Page:
So you would still have the same question as with multiplication: you could also add unchecked_disjoint_bitor and strict_disjoint_bitor, or you could have users write a.disjoint_bitor(b).unwrap_unchecked() and a.disjoint_bitor(b).unwrap(). I'm saying the latter is preferable because the former is additional redundant API.

1 Like

Can we come up with a use case that doesn't involve just unwrapping the value? I'm a fan of API symmetry, but I don't remember ever needing that operation for anything other than the performance, and I work with bitwise operations a lot. And if I wanted to write safe code, I would just use a normal bitor or addition. It smells like premature generalization to me.

3 Likes

If the disjoint or operation exists, it would be weird if it's unusable in safe code. One advantage is that you'd get an error if the bits aren't actually disjoint.

You listed it yourself in OP as an advantage beyond performance optimization:

You don't really want to spell that as .disjoint_bitor().unwrap() though, unless you really don't care about the performance. I'm not sure if there is such a niche. Maybe there is.

Listed entries:
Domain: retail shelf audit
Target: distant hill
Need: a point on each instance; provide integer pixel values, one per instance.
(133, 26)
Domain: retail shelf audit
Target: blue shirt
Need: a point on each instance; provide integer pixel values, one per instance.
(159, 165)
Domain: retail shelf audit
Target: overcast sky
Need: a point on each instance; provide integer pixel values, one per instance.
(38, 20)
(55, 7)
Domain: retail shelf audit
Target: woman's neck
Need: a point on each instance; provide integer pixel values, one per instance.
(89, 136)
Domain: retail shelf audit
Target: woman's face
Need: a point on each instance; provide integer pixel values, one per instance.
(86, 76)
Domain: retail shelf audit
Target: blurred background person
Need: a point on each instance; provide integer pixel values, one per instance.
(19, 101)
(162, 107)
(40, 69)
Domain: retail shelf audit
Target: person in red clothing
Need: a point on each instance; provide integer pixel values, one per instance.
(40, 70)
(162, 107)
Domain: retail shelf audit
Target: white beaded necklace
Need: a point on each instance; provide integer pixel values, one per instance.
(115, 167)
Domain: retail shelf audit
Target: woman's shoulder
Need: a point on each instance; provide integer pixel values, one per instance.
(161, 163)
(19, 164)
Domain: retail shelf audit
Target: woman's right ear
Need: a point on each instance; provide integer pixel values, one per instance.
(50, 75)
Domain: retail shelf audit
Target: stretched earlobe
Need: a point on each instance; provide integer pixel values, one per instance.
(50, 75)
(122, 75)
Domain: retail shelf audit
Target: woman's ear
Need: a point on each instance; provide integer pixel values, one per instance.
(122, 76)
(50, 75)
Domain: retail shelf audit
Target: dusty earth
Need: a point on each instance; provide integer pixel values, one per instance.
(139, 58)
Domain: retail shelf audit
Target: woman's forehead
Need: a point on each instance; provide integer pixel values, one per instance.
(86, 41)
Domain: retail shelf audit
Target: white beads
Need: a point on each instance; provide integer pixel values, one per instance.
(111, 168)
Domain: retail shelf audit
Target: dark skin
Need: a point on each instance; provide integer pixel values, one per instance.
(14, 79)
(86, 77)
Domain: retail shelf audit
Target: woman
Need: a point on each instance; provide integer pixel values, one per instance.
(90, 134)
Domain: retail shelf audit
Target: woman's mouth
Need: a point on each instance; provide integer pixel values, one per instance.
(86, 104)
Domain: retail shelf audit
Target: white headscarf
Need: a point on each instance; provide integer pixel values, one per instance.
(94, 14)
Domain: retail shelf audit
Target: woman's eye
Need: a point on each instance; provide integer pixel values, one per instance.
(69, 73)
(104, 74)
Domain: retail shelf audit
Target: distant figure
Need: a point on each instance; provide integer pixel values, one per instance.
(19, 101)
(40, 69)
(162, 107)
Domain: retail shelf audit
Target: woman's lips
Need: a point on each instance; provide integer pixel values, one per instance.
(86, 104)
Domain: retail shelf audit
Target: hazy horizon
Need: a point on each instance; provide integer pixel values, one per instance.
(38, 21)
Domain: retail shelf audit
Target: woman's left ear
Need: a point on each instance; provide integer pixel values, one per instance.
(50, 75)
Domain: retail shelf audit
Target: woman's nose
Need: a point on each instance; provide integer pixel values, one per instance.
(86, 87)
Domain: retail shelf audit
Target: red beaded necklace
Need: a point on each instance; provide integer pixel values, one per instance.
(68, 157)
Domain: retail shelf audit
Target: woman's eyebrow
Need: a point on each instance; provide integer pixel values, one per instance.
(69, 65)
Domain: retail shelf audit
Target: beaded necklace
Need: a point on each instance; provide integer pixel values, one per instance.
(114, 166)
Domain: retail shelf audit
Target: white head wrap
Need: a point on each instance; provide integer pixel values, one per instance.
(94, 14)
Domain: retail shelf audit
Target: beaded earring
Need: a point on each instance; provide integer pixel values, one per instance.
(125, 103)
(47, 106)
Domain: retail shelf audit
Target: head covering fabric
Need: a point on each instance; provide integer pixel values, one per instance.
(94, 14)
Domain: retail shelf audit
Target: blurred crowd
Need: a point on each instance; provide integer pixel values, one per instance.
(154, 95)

==

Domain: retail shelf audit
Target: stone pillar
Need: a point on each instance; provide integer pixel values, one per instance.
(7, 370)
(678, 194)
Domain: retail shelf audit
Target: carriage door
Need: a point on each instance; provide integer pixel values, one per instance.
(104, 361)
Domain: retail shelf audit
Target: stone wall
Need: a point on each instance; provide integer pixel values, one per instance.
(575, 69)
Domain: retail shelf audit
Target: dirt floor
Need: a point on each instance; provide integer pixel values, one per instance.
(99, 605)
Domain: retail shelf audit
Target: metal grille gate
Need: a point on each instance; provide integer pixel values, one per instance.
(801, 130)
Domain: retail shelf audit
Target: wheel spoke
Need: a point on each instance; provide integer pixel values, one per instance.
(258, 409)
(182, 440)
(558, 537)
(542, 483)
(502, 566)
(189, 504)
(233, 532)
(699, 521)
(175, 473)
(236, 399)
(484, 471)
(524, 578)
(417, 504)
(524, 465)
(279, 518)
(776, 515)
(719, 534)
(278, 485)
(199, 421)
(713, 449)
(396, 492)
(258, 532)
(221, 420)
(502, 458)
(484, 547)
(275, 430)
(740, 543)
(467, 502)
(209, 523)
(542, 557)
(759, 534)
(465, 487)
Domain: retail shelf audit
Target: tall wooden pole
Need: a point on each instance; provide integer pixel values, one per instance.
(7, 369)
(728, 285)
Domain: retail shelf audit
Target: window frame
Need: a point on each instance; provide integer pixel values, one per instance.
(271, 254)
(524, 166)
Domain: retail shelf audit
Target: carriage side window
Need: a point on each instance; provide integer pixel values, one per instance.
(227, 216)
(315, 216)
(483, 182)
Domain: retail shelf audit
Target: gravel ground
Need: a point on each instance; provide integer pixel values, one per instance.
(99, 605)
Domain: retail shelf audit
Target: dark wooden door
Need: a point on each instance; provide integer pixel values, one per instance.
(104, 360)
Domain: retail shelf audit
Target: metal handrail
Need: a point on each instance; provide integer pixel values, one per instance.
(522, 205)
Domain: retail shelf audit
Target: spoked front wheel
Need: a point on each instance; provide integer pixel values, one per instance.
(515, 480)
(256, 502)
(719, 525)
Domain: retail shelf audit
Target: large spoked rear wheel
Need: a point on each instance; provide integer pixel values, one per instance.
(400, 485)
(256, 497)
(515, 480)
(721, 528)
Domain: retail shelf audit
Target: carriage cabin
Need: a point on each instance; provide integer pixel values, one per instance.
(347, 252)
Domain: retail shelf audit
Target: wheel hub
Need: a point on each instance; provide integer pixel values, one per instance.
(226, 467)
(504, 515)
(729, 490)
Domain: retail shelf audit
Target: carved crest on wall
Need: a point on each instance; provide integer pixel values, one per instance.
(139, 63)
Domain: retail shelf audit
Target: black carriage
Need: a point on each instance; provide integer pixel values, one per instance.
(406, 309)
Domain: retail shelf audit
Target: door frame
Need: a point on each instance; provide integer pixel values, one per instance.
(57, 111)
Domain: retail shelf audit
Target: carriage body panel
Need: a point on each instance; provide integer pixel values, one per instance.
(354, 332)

Written tasks:
1. In the forum discussion about a disjoint bitor operation, what advantage does one reply give for making the operation usable in safe code?
2. Continue the forum discussion about the disjoint bitor operation from the point where it ends.

Task answers:
1. You would get an error if the bits aren't actually disjoint.

2.
I'm being slightly defensive because I don't want to pepper the LLVM IR with 3 instructions for every one of my or disjoints, in case I end up needing to write .unwrap_unchecked(). You would probably argue that's for LLVM to figure out, but I'm trying to be pragmatic.

This is the kind of thing I wonder: under what circumstances will it be the case but LLVM can't already prove it? Such as by knowing the exact value of a constant or a constant-folded computation, or by knowing the range of a type?

You can technically use builder.func.dfg.union(option_a, option_b) to create a value which can be computed in one of two ways. Unfortunately the egraph optimization pass documents that it requires no union values to exist before it starts optimizing. I don't know in what way it uses this assumption.

1 Like

The primitive ops are special here due to their privileged status of being primitive and conditionally checked based on cfg(overflow_checks). It's because of this that the wide range of different kind_op variants are justifiable, e.g. a.strict_add(b) gives a better panic message than a.checked_add(b).unwrap(), equivalent to the one generated for a + b with -Coverflow-checks=true.

Primitives are also a special case in that they use unchecked_op naming and not op_unchecked like essentially the rest of std. They're different and proud.

For an option-returning fn f, imo the variants are justified if self is legitimately a primitive where the variants have potential impact, or roughly:

  • checked — if f has a 90% default behavior for handling the None case that would just be unhelpful clutter at call sites if it returned Option. More commonly just an effective synonym, e.g. index/get.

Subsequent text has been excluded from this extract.